(Natural-language object grounding data)

━━━━

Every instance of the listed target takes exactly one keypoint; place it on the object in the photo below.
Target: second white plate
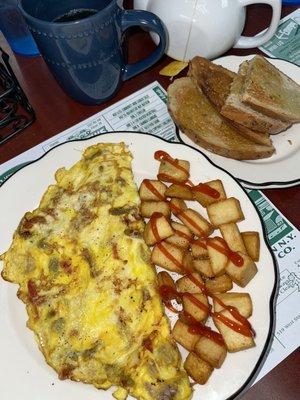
(278, 171)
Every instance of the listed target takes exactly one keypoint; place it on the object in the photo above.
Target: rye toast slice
(215, 81)
(198, 119)
(235, 110)
(270, 91)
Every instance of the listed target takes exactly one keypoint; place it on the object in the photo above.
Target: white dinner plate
(281, 169)
(24, 372)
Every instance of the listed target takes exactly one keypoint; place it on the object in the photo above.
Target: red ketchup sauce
(206, 189)
(233, 256)
(168, 293)
(161, 155)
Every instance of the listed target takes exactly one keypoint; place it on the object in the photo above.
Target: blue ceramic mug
(81, 41)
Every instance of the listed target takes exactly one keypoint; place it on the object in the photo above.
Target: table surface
(56, 112)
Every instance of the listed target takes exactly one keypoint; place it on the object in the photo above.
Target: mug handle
(144, 19)
(256, 41)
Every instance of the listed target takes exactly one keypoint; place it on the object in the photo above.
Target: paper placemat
(146, 111)
(285, 44)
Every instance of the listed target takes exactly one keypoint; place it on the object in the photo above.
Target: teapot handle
(256, 41)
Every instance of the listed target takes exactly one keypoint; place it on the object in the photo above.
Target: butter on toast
(216, 82)
(198, 119)
(270, 91)
(234, 109)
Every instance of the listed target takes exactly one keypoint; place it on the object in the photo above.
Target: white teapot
(207, 27)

━━━━

**Aim of the task**
Restate exactly the lines running from the line with "Target: rye toast slice" to the end of the entries above, both ends included.

**Task solution**
Target: rye toast slice
(215, 81)
(198, 119)
(235, 110)
(270, 91)
Every instance of the listed target takes exactly one keypoint; place it on the object in the photo above.
Target: white dinner plate
(281, 169)
(24, 372)
Every instance of the listed target takes exactly one keypoint; place it on the object in the photo above.
Target: red ketchup sauce
(206, 189)
(233, 256)
(168, 293)
(161, 155)
Every instance of the listed target takes exactly one keypoint; place it on the object in the photo above.
Target: blue ceramic mug
(81, 41)
Every instance of the listed target takes exactly one keypoint; place it on the object in the photo above.
Target: table surface
(56, 112)
Every instance of the listed target takes exactly one keypoint; place it on the object in the photo above.
Target: mug handle
(144, 19)
(256, 41)
Every instance of the listed target takes exactly one keypoint; place it on the object in the photo above.
Target: paper placemat
(146, 111)
(285, 44)
Every instance of the listed target takes exactly one keypoint; place it on the object in the photo above.
Target: teapot handle
(256, 41)
Every instance of the listed target takes exactly one keypoint; place it on the object in the photo above.
Target: butter on toast
(216, 82)
(198, 119)
(270, 91)
(234, 109)
Every instance of the listed target takes exactly one keypoint; place it on the object in the photo above.
Target: white teapot
(207, 27)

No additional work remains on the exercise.